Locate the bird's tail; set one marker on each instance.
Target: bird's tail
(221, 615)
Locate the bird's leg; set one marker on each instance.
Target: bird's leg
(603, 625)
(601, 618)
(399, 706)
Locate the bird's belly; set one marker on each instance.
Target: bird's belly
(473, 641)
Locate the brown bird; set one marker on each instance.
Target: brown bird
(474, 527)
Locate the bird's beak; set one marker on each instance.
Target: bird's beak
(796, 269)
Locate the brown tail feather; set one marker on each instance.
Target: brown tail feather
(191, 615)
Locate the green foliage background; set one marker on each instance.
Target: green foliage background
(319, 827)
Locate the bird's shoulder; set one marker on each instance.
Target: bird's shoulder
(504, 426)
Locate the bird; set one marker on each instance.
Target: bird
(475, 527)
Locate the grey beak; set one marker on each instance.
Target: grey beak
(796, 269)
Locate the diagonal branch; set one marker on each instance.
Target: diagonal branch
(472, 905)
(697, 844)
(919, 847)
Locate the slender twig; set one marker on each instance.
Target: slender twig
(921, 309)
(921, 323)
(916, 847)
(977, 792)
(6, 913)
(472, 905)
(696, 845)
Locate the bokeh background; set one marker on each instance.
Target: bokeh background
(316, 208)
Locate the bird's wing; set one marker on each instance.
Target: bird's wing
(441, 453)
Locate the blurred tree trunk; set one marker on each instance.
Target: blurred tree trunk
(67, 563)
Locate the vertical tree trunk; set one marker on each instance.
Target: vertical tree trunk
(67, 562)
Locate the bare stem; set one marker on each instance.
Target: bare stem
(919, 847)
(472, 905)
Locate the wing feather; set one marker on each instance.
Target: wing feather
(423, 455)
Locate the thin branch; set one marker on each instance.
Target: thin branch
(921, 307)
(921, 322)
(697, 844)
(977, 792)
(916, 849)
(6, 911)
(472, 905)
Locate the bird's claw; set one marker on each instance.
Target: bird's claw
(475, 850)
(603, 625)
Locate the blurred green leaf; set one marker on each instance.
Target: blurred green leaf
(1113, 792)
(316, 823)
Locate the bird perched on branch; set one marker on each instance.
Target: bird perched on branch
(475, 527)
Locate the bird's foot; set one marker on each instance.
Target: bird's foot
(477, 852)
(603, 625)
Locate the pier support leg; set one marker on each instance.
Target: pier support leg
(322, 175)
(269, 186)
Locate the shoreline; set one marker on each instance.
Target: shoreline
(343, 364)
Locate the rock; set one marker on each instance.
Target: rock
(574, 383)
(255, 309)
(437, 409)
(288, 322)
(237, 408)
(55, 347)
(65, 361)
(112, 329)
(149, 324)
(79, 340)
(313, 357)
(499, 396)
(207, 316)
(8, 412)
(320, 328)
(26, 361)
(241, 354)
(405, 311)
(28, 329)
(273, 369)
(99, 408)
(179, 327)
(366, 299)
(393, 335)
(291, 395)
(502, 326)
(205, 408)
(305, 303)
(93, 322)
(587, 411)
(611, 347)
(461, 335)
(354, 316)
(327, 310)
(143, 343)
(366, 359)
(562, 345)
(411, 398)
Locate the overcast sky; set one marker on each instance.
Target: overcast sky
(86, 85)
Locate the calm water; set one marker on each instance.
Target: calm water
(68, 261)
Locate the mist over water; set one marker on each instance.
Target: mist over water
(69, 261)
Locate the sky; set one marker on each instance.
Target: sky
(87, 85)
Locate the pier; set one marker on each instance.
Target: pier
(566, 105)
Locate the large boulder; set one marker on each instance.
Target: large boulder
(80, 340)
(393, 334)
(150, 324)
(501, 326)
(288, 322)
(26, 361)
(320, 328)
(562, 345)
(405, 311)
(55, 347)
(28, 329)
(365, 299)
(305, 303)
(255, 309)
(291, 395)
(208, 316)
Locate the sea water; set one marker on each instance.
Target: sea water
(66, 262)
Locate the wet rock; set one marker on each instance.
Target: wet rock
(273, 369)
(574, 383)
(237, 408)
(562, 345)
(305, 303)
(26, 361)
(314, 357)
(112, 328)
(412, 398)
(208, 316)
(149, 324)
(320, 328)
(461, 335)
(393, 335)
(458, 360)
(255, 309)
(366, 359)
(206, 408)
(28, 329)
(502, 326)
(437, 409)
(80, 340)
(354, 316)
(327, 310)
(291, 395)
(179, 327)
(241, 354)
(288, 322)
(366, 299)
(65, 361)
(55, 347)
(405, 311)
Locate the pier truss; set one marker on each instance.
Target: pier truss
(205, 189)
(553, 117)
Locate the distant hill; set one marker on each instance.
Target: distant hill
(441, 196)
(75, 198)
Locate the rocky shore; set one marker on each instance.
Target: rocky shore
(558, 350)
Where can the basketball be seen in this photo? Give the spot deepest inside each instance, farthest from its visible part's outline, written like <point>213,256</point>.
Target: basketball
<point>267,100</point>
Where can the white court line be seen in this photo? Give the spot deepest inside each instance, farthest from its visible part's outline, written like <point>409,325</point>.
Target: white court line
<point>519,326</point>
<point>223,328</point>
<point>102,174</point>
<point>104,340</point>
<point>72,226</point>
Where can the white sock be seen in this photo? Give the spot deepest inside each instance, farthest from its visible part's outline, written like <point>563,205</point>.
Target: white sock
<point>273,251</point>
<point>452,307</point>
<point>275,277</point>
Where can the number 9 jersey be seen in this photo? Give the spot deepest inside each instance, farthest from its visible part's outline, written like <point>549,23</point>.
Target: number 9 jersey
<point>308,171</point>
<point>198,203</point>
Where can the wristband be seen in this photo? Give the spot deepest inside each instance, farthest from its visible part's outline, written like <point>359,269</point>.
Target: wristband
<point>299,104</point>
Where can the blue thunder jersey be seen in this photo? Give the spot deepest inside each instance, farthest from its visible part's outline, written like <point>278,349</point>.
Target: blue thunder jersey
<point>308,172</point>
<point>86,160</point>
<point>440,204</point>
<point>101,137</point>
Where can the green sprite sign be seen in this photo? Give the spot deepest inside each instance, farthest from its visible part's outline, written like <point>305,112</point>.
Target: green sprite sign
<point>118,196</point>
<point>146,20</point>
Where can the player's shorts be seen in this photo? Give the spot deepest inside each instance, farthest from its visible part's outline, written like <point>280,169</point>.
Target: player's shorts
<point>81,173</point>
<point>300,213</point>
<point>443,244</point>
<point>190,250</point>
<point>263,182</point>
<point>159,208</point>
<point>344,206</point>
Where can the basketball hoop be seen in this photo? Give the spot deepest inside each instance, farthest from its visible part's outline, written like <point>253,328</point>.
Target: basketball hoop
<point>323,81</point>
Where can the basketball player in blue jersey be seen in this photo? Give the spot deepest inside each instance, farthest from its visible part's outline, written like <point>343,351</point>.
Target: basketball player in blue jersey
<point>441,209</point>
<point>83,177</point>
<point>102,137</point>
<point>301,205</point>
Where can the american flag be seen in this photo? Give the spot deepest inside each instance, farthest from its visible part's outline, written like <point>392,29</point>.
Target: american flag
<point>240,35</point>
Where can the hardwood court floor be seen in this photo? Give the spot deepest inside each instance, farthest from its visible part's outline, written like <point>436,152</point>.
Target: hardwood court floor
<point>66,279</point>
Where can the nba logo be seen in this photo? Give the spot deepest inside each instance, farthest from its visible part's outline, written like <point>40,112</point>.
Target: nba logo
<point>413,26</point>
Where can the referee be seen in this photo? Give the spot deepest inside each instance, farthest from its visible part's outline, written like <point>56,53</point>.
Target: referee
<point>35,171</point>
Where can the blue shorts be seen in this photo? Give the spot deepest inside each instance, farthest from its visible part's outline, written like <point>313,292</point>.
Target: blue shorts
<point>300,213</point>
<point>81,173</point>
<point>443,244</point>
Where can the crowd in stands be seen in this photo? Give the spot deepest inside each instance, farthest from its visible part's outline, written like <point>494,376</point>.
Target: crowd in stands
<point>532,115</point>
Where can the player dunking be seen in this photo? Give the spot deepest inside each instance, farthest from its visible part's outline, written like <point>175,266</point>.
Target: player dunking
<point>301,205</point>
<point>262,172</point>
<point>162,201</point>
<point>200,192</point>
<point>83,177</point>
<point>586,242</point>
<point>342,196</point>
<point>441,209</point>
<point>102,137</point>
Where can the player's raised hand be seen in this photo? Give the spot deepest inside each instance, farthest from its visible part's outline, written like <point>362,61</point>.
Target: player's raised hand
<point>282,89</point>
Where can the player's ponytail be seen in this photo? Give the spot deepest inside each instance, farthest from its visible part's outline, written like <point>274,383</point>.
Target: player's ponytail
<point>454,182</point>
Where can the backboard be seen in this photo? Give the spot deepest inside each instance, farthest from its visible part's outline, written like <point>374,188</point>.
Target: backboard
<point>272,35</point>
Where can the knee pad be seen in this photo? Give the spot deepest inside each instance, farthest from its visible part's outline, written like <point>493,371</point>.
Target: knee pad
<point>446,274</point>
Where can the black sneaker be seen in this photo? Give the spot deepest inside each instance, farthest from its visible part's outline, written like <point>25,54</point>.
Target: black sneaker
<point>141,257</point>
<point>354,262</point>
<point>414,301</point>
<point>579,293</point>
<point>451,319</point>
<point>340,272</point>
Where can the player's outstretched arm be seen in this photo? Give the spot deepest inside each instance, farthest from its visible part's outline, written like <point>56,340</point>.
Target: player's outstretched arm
====================
WORK INSTRUCTION: Provide only the count of lines in the data above that include the string "outstretched".

WORKED SOLUTION: 2